Bounding-box records
"""
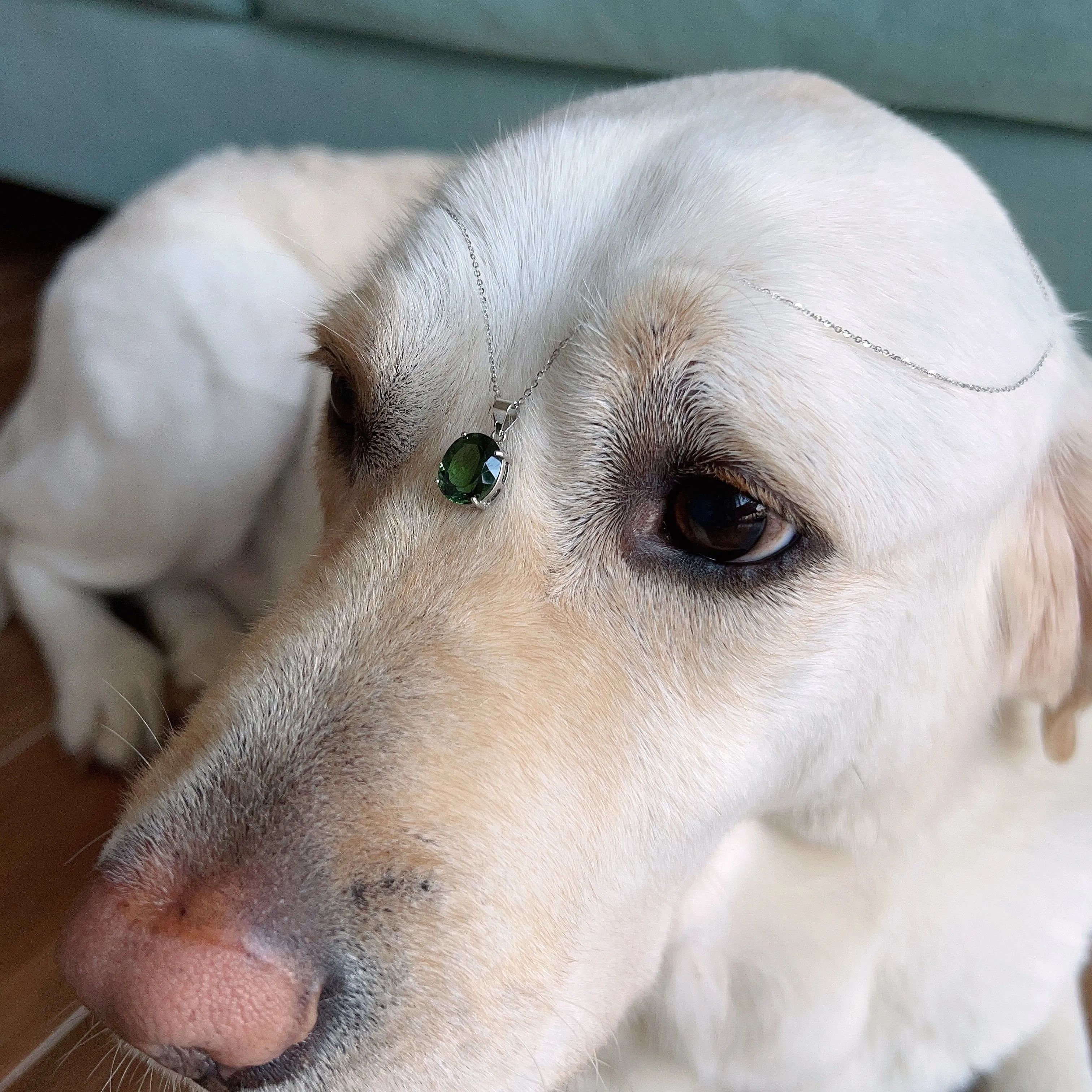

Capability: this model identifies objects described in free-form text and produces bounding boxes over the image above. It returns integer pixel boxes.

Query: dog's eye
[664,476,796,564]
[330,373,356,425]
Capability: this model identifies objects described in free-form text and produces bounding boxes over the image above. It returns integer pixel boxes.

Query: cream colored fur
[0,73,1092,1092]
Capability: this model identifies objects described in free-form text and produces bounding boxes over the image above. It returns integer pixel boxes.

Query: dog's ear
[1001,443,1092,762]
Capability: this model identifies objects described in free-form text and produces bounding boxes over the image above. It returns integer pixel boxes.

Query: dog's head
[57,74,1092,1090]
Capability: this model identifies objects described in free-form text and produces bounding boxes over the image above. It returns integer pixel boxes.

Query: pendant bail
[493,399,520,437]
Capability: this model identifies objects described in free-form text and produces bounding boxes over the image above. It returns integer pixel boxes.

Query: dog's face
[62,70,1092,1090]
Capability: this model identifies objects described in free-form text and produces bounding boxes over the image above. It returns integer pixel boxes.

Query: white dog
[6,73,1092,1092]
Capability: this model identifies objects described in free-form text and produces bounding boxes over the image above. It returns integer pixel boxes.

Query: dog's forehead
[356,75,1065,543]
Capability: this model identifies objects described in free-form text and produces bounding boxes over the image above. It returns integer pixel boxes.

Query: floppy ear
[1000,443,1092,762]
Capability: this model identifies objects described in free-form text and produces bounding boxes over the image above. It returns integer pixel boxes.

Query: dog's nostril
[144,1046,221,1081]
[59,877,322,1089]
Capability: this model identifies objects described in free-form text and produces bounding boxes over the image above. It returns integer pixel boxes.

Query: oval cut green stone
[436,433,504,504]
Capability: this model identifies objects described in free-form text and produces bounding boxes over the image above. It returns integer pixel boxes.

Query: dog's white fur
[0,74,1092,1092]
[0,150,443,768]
"""
Exclude the pictures. Write out the remaining data exactly.

Capability: this model identifies objects described in free-form text and produces bounding boxes over the image above. It returns integer pixel boxes.

Query: dog's eye
[664,476,796,564]
[330,373,356,425]
Capability: this model identifies objects described in free-form text and produces bounding boxes over the image above. It returns integer pixel boxes.

Query: cream colored fur
[0,73,1092,1092]
Capability: this model identifies objects described in free-form text and produces bounding boxes over the image above. It returns integer pixel boxes.

Query: dog's ear
[1001,443,1092,762]
Capability: this model identifies objects described in free-form text and produces bounding boxes over the image above. It returns integer pixel boxes.

Query: dog's head
[57,74,1092,1090]
Capability: this model identifies objects described in free-form text and produces bounding boxes over the image above. It returns integer pixel boxes.

Query: pendant bail
[493,399,520,437]
Capability: this model identifies objects described in free-form text and produces bounding boxes over the image above. It returns integer pixel boxes.

Query: dog's face
[62,70,1092,1090]
Capability: this model identifies objects described in free-form text and produces bounding boxes over the image above. It returns integer pixel boxes.

Query: white dog
[6,73,1092,1092]
Capability: this model identifies objects described in free-form text and produces bounding boxes over the image above. It returns integer pixel boxes.

Query: dog's forehead
[356,75,1065,543]
Capability: this model identifies objects described in free-form text and produces bounding boxes over the image above. It returns integer pixel boxes.

Query: floppy ear
[1000,443,1092,762]
Capability: this model identifies objects described in free-form text and produces bounding boxes over the image above. It returns integer pixel boxes.

Query: dog's nostril
[144,1046,221,1081]
[59,877,322,1089]
Capability: this model identifies objects described in free-form text and produces bounding boxes over the image above. It returns integer pixel boxes.

Query: oval cut green stone
[436,433,504,504]
Capability: this model identifies objects described in free-form text and produces bounding boxes over the image above. It returns integer pixel boxes.

Query: dog's white fur
[0,74,1092,1092]
[0,150,443,768]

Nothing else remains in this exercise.